▶ _What to do_: Every line in the data below that has the word "leaf" should be returned.

[Natural-language object grounding data]
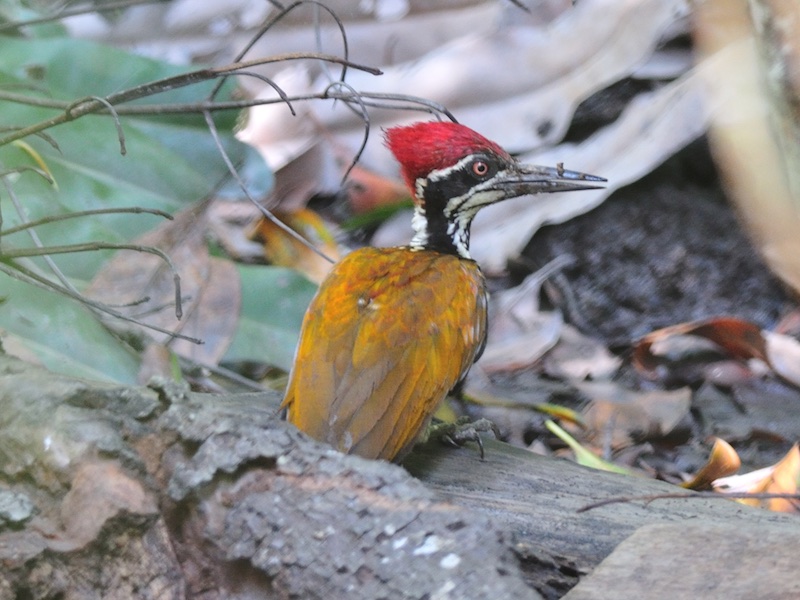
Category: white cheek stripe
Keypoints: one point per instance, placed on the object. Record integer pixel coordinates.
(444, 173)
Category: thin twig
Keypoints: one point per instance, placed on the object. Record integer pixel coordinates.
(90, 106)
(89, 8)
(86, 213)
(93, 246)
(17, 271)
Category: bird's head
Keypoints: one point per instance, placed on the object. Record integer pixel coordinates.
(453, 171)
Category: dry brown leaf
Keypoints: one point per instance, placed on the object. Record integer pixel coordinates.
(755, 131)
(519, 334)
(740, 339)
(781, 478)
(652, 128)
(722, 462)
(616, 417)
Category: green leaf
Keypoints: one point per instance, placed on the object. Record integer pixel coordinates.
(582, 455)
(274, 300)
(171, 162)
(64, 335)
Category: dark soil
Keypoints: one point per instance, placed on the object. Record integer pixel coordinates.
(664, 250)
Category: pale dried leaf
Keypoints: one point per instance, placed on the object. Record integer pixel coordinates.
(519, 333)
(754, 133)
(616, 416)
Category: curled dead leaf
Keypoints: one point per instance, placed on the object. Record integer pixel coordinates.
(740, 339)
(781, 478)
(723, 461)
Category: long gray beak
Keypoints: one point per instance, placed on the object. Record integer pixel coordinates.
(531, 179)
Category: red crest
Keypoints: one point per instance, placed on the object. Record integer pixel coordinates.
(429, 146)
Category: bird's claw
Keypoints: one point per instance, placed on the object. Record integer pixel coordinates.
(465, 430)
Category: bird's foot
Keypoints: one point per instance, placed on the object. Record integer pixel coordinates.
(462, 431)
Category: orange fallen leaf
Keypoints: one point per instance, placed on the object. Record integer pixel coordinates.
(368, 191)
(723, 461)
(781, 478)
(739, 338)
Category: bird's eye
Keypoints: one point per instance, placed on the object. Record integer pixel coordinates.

--

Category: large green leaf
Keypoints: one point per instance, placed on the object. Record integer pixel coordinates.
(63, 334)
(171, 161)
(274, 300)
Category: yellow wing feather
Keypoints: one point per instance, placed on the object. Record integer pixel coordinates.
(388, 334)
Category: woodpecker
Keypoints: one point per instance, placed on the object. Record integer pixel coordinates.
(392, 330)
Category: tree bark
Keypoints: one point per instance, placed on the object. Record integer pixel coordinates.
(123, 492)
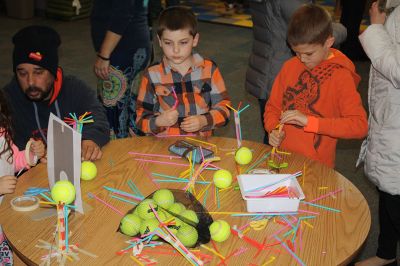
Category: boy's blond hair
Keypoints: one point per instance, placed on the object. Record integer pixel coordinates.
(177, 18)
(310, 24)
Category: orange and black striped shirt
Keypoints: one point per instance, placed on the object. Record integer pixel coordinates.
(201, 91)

---

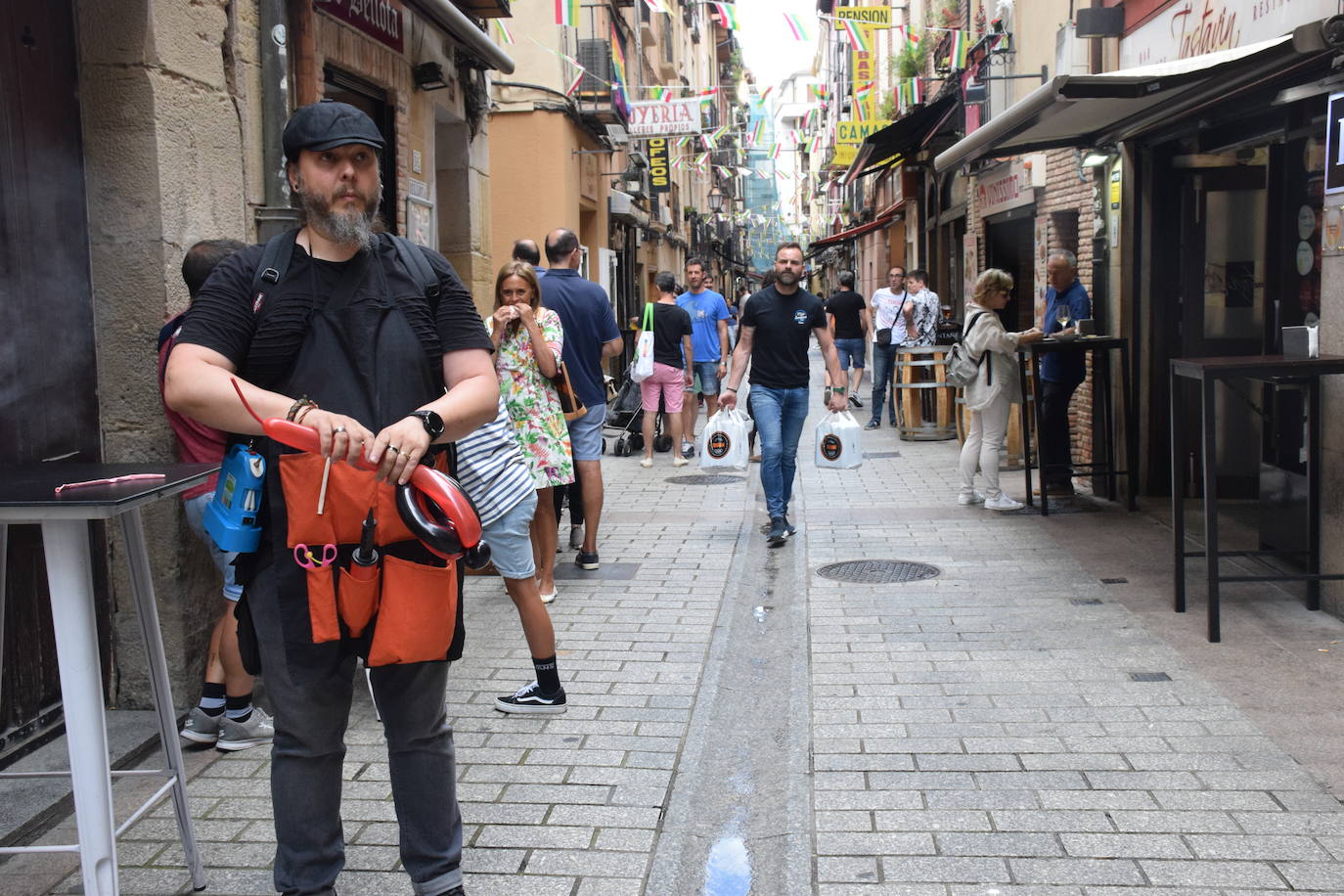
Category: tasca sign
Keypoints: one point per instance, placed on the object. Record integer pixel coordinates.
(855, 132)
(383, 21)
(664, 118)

▶ _Answer to this exercise_:
Category: dry brown leaf
Category: green leaf
Category: pale dried leaf
Category: curled dead leaf
Category: orange fallen leaf
Category: large green leaf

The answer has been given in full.